» **WRITTEN INSTRUCTION**: Find every line in the two blocks below that contains the string "child", matching case exactly, and copy each one.

» **RECORDS PROVIDED**:
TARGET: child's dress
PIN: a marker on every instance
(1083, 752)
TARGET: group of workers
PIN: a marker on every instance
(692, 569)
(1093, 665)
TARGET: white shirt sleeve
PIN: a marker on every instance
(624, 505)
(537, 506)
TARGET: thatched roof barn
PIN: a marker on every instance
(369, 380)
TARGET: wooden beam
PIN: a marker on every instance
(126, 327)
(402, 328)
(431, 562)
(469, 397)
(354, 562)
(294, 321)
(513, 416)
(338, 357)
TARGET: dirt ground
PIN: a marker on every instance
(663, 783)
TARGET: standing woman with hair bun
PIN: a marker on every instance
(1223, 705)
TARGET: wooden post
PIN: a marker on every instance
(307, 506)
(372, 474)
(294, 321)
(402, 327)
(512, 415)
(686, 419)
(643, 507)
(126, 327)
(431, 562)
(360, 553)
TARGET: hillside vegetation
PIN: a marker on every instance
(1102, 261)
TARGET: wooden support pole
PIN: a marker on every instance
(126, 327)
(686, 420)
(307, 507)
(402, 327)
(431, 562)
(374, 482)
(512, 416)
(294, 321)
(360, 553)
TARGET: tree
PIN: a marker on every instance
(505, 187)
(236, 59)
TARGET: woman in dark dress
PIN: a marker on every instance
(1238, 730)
* * *
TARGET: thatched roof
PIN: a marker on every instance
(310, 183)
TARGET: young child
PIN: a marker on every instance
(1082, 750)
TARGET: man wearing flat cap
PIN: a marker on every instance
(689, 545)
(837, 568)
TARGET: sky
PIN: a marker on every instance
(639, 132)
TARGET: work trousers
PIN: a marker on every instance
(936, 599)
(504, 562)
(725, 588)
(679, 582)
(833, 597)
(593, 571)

» **EXERCISE RESULT**:
TARGET: child's dress
TARGET: young child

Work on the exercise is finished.